(Image segmentation entries)
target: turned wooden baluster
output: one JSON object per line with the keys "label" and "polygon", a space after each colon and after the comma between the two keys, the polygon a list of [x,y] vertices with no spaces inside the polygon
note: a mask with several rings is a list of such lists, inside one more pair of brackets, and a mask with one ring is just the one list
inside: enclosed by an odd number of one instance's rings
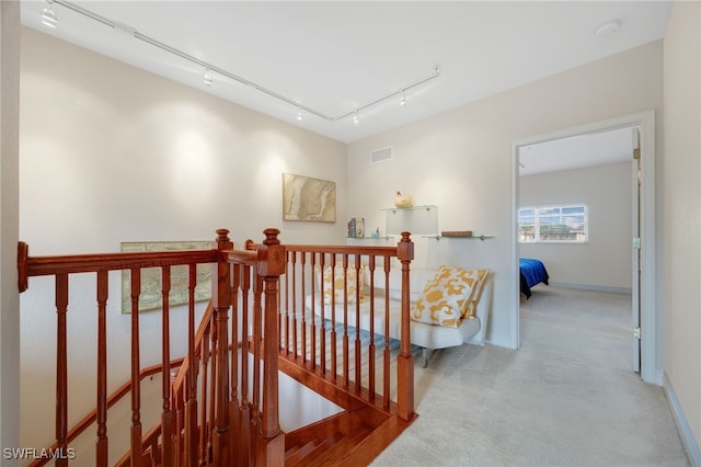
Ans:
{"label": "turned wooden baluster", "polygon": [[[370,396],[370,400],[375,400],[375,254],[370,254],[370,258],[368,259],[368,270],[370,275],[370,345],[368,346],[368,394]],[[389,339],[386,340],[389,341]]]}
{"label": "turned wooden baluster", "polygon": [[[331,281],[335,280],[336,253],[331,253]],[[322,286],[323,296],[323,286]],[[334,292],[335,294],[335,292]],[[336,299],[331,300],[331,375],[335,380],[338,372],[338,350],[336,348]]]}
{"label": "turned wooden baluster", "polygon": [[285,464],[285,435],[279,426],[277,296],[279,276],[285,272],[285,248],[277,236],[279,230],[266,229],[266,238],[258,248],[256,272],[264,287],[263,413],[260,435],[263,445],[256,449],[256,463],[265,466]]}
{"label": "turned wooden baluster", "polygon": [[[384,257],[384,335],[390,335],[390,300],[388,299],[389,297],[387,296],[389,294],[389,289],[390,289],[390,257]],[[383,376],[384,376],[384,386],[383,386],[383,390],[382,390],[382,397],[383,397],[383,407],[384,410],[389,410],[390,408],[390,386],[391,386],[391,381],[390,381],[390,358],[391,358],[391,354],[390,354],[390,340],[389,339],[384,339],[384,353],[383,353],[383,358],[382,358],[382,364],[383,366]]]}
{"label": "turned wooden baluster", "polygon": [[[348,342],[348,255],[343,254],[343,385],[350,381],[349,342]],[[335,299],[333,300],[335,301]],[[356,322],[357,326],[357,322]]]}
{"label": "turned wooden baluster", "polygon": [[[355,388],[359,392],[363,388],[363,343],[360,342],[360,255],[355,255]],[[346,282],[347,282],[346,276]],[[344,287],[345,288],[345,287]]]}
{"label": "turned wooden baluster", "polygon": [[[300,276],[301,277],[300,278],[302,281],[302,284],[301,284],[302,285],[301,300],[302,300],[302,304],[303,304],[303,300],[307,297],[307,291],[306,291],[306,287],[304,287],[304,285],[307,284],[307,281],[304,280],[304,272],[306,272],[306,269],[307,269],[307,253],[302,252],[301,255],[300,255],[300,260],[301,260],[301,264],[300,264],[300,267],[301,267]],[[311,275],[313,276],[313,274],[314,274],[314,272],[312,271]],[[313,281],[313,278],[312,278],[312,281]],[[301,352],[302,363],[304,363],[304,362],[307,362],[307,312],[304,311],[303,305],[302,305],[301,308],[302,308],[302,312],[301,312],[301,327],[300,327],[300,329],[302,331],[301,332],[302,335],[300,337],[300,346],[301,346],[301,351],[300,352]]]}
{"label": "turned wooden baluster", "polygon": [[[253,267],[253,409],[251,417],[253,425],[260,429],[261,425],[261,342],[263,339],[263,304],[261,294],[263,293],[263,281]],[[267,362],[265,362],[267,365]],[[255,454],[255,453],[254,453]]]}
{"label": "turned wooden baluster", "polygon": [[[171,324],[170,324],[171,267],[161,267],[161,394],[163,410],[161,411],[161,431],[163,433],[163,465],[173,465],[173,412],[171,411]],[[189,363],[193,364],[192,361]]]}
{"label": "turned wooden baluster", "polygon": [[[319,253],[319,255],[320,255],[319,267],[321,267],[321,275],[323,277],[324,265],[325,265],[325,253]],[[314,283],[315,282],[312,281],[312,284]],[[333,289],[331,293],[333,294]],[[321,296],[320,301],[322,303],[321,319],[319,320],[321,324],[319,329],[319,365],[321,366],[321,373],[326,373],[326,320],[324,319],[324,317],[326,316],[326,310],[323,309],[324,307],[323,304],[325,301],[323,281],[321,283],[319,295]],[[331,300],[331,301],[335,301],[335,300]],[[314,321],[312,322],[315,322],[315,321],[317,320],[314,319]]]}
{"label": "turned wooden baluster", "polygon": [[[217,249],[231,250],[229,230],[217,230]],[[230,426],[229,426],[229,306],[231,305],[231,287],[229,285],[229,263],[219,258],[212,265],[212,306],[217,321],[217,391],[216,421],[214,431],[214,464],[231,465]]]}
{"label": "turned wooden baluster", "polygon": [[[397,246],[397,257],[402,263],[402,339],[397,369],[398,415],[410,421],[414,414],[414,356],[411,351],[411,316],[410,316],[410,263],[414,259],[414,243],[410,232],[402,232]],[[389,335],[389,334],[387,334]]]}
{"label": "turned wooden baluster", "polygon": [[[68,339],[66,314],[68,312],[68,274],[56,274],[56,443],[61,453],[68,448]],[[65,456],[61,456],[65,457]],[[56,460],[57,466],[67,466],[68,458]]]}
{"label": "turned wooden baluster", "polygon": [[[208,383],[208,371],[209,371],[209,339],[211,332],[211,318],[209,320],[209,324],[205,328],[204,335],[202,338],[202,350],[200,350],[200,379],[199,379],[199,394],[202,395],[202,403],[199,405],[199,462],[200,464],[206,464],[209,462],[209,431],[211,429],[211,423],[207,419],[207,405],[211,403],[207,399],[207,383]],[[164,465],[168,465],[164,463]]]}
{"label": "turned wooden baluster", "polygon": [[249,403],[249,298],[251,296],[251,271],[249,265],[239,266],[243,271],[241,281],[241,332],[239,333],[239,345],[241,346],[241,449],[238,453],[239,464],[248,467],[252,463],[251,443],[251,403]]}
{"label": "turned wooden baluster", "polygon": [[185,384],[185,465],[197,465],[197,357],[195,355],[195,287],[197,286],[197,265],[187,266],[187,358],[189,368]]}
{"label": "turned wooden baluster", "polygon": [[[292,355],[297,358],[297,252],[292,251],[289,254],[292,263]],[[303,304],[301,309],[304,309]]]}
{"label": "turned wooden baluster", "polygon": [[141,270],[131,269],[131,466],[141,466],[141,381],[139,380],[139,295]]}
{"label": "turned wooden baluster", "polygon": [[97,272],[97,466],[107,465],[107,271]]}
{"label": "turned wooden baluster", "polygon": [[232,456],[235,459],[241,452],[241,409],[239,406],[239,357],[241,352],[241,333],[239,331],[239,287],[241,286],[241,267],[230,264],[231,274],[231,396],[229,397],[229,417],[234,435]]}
---
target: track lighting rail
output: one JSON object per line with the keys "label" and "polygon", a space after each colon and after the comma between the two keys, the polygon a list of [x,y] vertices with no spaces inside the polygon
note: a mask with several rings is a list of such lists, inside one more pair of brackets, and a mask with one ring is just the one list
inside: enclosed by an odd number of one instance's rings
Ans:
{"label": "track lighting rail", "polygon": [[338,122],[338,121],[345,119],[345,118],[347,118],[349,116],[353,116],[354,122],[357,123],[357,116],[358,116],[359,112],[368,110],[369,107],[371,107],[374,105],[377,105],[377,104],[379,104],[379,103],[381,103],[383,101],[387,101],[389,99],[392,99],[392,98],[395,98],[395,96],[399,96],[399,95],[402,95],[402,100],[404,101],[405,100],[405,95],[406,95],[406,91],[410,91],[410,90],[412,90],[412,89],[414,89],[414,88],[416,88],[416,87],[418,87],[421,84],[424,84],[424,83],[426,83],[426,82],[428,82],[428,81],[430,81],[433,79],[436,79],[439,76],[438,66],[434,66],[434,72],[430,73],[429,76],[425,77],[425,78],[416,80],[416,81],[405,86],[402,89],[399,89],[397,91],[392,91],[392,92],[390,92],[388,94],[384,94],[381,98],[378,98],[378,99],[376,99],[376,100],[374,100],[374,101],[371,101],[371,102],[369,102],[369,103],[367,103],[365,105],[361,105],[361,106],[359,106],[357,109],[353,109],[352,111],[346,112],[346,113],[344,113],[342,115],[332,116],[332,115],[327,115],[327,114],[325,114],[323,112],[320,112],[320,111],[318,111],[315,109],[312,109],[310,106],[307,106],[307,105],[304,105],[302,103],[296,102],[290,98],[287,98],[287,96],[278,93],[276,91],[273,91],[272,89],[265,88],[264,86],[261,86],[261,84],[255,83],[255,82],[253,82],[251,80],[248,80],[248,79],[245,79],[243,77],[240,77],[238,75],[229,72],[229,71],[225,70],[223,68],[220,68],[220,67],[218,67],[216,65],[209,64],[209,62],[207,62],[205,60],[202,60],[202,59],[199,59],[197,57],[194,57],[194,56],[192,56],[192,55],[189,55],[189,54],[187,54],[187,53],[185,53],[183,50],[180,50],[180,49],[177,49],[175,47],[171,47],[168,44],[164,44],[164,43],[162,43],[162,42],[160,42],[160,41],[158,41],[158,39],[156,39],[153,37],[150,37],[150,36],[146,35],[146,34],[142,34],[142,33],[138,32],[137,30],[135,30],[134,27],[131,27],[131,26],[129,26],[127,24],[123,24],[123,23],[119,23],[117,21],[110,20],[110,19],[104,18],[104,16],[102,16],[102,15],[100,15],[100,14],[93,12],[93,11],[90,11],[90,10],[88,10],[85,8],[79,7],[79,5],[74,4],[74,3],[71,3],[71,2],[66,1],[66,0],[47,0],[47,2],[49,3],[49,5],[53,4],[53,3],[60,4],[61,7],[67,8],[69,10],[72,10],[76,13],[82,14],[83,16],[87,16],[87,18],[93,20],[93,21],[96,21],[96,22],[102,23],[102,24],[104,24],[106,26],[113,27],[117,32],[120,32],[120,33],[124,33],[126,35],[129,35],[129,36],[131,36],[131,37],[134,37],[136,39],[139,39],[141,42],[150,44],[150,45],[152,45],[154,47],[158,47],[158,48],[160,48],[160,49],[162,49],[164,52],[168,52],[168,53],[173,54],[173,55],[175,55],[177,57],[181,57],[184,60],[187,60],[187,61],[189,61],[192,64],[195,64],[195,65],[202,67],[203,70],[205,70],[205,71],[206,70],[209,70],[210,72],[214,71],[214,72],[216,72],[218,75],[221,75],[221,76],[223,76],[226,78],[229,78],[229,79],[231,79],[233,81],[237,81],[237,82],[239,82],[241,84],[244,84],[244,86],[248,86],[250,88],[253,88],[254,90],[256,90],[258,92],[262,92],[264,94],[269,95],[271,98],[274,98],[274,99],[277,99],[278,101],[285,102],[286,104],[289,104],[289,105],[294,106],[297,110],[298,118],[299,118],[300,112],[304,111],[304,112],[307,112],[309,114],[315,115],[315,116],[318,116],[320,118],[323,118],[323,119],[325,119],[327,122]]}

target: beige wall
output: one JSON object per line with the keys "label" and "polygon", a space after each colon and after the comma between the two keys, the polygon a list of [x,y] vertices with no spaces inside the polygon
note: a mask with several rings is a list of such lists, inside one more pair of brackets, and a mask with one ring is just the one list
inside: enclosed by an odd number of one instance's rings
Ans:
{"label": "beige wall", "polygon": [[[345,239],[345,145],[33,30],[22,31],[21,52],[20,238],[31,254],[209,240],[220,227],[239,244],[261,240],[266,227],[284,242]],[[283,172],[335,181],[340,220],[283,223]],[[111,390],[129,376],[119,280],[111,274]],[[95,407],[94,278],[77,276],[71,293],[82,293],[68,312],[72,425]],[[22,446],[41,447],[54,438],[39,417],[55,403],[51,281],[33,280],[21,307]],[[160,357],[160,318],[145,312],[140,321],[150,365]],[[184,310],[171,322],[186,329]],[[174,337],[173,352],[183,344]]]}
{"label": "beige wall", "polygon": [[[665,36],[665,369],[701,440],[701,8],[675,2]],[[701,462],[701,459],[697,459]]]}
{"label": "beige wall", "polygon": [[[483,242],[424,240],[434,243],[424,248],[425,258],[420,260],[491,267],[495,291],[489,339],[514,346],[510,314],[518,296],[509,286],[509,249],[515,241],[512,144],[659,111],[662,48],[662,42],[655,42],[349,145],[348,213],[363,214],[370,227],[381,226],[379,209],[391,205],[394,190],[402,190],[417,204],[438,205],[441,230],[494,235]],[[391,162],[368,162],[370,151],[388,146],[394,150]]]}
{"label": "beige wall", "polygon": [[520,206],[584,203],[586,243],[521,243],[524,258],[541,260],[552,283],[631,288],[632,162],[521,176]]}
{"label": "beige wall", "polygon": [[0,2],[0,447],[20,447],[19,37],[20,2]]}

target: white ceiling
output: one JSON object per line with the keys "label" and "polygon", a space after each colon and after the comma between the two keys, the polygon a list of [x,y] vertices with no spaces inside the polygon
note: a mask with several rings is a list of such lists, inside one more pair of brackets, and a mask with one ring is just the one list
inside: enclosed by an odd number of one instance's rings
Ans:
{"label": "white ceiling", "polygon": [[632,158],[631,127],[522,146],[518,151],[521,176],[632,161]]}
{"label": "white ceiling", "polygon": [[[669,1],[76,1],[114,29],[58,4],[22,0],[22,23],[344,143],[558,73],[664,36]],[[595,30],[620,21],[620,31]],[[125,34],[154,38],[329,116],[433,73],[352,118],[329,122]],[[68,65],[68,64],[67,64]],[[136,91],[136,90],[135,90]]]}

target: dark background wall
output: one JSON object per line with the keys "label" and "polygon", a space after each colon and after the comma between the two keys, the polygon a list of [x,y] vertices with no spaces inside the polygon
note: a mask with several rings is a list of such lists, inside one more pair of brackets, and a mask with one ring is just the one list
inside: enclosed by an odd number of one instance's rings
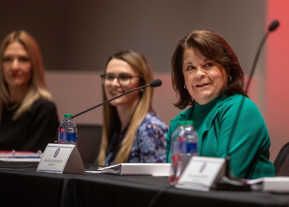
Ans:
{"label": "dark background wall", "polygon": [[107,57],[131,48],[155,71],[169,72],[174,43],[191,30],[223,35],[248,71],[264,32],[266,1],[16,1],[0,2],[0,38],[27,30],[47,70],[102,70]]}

■ **What to do**:
Pick out every line of the records above that contains the string "target" and copy each one. Case counts.

■ **Exercise answer**:
target: turned wooden baluster
target: track lighting rail
target: beige wall
target: white ceiling
target: dark background wall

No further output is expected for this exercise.